--- START OF Data supplied ---

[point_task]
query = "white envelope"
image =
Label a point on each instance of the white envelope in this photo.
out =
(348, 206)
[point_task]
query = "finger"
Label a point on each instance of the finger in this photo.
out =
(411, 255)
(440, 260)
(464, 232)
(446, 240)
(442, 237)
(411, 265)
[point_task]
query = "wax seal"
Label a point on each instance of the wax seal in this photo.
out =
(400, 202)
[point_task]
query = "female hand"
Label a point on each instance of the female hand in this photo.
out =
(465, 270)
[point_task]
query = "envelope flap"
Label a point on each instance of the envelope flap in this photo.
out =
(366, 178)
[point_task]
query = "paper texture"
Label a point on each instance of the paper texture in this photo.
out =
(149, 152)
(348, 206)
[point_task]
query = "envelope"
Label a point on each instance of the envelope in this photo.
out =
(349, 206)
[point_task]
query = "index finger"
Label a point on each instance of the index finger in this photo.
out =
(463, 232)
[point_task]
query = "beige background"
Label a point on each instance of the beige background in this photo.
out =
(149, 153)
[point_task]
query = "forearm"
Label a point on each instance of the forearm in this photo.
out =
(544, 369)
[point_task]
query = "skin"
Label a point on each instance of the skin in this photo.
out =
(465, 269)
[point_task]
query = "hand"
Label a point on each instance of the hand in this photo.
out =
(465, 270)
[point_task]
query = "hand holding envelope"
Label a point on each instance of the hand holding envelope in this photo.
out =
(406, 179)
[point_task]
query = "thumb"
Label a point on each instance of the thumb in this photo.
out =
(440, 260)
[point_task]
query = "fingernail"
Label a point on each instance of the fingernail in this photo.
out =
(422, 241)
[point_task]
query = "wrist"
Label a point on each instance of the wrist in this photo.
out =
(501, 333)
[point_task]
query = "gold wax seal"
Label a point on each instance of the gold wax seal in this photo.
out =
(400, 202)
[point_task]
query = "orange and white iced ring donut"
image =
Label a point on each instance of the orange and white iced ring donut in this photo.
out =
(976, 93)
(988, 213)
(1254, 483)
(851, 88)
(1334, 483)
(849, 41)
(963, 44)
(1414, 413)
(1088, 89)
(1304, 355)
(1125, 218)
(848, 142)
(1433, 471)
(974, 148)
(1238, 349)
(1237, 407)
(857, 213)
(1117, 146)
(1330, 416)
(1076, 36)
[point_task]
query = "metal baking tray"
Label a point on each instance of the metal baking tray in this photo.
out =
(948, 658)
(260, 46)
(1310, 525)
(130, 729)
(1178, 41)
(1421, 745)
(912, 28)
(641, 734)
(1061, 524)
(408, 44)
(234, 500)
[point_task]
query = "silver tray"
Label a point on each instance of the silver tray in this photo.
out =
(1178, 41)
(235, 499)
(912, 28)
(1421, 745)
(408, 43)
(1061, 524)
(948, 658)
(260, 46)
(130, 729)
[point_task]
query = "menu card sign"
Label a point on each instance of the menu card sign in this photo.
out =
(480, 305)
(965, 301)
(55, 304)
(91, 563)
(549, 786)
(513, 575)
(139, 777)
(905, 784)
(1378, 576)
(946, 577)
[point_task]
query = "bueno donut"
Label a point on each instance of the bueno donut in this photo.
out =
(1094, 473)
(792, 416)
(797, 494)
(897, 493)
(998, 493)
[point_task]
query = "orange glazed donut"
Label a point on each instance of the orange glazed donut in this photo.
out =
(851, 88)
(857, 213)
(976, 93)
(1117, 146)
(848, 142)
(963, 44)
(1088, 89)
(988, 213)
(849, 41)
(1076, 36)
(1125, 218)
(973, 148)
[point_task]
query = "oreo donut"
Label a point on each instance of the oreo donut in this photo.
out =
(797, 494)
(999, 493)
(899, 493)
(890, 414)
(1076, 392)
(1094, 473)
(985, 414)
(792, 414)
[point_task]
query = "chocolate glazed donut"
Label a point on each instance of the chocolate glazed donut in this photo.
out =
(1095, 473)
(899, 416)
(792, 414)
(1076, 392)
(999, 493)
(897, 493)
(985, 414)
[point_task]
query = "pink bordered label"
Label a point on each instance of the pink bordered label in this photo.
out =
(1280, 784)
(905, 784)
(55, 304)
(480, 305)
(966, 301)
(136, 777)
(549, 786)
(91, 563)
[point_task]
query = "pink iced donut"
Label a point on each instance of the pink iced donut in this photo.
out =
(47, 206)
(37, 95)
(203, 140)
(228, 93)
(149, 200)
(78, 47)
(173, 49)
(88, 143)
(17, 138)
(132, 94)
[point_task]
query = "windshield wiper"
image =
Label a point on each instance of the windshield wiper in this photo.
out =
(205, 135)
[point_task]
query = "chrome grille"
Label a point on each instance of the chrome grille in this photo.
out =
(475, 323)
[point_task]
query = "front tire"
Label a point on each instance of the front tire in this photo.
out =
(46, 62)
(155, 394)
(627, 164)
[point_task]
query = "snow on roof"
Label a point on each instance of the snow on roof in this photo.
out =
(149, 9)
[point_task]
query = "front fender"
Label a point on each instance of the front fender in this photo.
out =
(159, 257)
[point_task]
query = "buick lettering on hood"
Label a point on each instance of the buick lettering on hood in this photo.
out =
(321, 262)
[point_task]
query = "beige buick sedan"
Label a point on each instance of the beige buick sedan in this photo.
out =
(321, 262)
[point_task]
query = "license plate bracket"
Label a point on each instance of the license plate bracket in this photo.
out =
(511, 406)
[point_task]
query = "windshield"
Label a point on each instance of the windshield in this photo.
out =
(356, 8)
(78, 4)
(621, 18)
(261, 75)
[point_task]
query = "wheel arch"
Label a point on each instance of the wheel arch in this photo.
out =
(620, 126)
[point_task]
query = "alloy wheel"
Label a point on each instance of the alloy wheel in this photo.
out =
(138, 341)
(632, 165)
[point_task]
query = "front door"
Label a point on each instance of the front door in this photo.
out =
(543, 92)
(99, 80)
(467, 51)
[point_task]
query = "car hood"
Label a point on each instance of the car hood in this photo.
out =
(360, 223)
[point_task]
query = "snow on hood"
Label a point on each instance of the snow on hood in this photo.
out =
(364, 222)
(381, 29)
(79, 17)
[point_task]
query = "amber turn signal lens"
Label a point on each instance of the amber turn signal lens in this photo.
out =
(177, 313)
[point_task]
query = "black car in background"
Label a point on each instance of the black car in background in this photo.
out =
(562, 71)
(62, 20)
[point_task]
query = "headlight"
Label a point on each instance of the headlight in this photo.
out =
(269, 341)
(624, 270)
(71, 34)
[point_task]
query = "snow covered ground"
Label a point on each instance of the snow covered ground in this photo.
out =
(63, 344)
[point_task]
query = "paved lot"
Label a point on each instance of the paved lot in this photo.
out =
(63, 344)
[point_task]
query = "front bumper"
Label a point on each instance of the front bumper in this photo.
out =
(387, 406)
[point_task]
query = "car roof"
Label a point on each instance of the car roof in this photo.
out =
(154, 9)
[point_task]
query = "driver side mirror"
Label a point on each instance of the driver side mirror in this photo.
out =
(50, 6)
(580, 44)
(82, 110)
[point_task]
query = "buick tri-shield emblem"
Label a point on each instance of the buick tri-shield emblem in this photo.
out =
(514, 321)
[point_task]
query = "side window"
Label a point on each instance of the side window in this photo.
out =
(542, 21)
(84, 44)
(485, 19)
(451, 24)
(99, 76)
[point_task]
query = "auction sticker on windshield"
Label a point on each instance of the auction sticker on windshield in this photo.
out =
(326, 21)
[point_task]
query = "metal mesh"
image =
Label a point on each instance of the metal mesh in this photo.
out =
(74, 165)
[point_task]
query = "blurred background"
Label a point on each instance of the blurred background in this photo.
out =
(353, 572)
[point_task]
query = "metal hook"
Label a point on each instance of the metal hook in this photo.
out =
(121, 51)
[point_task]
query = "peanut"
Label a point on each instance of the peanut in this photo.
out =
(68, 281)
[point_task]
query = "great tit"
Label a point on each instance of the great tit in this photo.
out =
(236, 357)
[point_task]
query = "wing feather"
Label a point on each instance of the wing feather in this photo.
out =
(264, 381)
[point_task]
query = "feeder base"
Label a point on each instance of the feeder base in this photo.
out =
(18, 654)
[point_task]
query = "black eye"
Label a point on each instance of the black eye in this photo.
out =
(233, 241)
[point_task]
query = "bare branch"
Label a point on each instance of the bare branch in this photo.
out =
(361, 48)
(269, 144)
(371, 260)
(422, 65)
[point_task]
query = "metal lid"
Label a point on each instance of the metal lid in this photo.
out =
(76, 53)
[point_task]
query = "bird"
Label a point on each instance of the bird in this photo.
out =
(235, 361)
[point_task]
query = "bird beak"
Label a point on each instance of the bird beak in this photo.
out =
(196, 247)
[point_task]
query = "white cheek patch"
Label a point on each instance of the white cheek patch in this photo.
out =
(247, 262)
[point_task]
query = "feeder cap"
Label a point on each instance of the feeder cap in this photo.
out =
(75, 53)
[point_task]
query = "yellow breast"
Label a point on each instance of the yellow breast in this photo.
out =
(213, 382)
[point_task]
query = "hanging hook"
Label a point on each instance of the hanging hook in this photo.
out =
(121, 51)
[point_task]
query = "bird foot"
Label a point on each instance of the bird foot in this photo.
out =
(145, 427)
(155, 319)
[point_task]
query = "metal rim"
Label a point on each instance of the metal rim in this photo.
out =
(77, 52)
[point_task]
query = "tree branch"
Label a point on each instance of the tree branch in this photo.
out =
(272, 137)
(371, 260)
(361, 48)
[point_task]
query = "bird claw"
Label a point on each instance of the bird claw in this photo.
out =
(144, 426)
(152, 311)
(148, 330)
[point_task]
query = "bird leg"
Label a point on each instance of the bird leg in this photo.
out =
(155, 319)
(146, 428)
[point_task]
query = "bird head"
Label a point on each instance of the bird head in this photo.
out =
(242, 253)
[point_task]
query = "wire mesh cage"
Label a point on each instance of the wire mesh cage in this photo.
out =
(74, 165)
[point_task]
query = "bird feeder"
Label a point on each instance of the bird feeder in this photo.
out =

--- END OF Data supplied ---

**What the task requires:**
Count the lines in the items that contain the word "emblem". Reply with the number alone.

**Solution for this exercise:**
2